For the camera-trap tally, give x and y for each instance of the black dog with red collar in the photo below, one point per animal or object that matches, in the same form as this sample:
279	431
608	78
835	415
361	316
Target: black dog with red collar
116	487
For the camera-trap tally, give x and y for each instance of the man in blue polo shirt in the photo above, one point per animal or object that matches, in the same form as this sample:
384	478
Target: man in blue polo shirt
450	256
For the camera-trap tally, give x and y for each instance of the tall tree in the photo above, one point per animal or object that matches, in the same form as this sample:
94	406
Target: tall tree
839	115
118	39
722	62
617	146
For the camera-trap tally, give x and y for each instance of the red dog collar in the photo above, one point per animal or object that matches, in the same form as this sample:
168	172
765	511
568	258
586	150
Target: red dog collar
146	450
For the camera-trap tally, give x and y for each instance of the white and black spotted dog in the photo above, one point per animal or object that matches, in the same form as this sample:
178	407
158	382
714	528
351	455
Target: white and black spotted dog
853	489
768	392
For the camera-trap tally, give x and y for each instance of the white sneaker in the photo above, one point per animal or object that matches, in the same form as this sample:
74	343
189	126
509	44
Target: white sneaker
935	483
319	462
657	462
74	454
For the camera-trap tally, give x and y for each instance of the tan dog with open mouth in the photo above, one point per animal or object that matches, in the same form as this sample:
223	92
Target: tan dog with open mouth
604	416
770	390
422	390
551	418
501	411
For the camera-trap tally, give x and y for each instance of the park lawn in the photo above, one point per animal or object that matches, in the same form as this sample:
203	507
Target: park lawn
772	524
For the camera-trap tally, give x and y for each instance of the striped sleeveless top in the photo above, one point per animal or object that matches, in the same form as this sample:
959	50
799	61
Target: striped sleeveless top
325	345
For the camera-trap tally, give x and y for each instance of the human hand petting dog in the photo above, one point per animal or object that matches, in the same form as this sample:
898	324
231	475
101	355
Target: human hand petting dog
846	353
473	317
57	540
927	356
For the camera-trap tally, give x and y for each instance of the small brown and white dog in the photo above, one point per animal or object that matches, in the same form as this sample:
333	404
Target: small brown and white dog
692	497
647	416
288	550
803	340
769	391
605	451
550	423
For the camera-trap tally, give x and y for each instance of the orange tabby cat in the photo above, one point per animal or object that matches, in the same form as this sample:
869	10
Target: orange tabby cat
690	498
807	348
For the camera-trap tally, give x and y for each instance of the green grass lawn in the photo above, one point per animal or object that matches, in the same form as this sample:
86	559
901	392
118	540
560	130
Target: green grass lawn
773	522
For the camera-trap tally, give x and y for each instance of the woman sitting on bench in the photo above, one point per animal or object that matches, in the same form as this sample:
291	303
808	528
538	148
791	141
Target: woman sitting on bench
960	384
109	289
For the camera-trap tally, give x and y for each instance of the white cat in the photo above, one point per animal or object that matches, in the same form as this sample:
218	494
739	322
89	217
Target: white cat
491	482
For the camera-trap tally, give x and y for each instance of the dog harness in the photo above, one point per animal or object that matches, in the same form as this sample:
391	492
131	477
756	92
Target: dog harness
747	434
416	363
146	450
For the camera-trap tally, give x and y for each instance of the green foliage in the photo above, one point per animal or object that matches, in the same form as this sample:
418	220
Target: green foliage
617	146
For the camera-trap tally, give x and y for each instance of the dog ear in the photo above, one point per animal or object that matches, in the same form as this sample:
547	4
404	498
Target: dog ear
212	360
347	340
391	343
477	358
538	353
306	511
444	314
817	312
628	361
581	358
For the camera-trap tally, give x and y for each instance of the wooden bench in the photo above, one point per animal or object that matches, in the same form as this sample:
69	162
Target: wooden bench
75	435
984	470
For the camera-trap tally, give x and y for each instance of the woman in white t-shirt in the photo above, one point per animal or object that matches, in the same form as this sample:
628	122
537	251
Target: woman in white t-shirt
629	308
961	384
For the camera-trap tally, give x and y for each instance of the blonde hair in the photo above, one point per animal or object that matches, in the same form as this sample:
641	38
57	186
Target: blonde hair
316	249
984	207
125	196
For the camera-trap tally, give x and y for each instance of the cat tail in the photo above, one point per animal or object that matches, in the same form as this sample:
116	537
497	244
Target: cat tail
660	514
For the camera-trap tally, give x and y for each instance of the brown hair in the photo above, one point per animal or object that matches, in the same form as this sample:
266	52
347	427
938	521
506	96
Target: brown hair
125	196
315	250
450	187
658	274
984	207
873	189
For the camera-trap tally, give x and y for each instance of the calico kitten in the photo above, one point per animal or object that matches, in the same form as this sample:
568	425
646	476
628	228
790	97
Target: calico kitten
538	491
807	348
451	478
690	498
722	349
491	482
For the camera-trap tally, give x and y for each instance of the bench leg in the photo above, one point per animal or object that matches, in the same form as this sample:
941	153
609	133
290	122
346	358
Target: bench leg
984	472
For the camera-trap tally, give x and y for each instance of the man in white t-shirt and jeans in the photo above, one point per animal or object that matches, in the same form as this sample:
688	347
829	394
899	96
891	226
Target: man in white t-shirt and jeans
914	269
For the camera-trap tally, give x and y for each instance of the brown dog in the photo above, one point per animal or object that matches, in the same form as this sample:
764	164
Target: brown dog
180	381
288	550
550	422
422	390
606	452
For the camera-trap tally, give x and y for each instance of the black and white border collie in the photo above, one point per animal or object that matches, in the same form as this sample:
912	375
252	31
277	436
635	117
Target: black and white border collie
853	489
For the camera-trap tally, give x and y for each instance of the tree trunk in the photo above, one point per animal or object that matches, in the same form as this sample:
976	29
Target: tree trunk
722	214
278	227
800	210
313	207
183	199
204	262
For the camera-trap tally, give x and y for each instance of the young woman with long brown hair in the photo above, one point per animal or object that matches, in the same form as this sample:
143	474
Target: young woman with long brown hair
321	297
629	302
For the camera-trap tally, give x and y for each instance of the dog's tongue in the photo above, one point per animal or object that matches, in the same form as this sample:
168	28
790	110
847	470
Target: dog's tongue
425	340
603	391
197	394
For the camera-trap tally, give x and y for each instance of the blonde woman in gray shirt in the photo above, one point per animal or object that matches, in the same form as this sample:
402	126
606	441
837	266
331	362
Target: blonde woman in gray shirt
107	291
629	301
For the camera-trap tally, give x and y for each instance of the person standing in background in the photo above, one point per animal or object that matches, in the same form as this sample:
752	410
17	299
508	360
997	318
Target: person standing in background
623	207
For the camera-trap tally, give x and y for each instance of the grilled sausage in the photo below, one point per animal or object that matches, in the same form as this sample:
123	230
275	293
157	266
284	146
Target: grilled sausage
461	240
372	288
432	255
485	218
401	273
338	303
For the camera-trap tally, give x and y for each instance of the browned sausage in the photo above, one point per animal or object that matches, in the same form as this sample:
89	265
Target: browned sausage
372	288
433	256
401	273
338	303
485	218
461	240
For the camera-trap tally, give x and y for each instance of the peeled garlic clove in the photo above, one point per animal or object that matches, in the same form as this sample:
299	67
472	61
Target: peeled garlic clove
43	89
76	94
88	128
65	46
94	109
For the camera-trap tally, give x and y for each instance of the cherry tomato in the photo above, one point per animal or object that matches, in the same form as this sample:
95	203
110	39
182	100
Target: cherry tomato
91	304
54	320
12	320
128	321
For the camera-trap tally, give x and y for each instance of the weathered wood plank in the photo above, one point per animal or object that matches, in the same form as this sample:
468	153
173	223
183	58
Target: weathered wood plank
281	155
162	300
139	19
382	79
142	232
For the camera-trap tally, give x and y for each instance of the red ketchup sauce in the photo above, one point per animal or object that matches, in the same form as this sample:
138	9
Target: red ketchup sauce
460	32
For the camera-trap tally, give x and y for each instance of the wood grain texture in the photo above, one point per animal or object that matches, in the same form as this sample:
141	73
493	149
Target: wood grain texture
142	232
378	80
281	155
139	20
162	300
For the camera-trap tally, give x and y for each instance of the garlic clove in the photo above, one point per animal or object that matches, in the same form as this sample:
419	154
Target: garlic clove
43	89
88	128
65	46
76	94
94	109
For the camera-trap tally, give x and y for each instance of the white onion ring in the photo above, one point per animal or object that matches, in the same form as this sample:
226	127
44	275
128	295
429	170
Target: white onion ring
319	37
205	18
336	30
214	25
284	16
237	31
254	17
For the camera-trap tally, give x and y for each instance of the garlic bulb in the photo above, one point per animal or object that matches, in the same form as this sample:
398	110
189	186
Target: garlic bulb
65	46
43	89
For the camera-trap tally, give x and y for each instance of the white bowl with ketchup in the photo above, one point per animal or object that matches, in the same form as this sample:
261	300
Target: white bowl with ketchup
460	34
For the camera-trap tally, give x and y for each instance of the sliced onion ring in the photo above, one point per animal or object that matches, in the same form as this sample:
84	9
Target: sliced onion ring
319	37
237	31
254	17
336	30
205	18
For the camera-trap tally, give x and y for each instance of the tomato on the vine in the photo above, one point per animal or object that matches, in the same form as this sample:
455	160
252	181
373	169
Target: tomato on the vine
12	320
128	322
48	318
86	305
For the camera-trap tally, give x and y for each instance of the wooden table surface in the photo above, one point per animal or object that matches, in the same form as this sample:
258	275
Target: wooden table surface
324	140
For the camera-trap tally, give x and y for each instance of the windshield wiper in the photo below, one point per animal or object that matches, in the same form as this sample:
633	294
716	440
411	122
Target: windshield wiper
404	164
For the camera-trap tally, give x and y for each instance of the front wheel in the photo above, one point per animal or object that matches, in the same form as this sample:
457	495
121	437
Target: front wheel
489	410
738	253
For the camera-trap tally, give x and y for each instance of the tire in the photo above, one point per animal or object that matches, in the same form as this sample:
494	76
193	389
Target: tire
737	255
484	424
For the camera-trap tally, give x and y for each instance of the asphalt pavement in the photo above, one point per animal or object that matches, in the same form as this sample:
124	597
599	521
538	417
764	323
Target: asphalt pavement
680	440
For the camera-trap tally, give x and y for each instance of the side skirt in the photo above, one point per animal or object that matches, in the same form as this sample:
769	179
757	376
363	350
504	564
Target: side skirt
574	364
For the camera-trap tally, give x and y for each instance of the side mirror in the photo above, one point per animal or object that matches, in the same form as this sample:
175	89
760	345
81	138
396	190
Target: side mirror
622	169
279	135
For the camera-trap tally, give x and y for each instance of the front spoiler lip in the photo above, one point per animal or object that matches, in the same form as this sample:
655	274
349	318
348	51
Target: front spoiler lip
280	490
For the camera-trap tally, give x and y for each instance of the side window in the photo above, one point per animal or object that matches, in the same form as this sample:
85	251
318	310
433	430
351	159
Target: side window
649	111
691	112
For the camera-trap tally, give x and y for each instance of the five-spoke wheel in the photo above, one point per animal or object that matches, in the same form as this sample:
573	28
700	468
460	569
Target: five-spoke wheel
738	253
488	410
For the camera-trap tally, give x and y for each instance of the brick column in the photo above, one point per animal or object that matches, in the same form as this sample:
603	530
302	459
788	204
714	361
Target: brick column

· · · · · · ·

Take the lines from the one that contains "the side mirror" through the final line above and format them as a numbered list, leaving out any blank lines.

1. For the camera-trap tally, give x and y for each instance of the side mirror in the photo above, one point per animal or object that matches, in the same form as this sample:
2. 175	89
3. 760	345
4. 81	138
5. 396	190
6. Target: side mirror
7. 622	169
8. 279	135
9. For the camera-trap tally, give x and y for each instance of the front spoiler lip in the photo above, one point per animal or object that matches, in the same form as this sample:
10. 655	274
11. 349	318
12. 348	51
13. Target: front spoiler lip
14. 280	490
15. For the camera-trap tally, give x and y for each instance of the side window in the photo above, one point per animal or object that matches, in the same form as this sample:
16. 85	251
17. 318	310
18. 433	430
19. 351	159
20. Target: side window
21. 649	111
22. 691	112
23. For the camera-trap tally, give x and y for each instance of the five-spoke wheel in the photo above, one point per animal or object that matches, in the same form as this sample:
24. 573	28
25. 700	468
26. 460	569
27. Target: five-spoke wheel
28. 738	253
29. 488	410
30. For the camera-trap tally, give x and y for each instance of the brick column in the photo above, one point per animal or object that matches, in the same form as this sample:
31. 603	530
32. 302	459
33. 788	204
34. 714	361
35. Target: brick column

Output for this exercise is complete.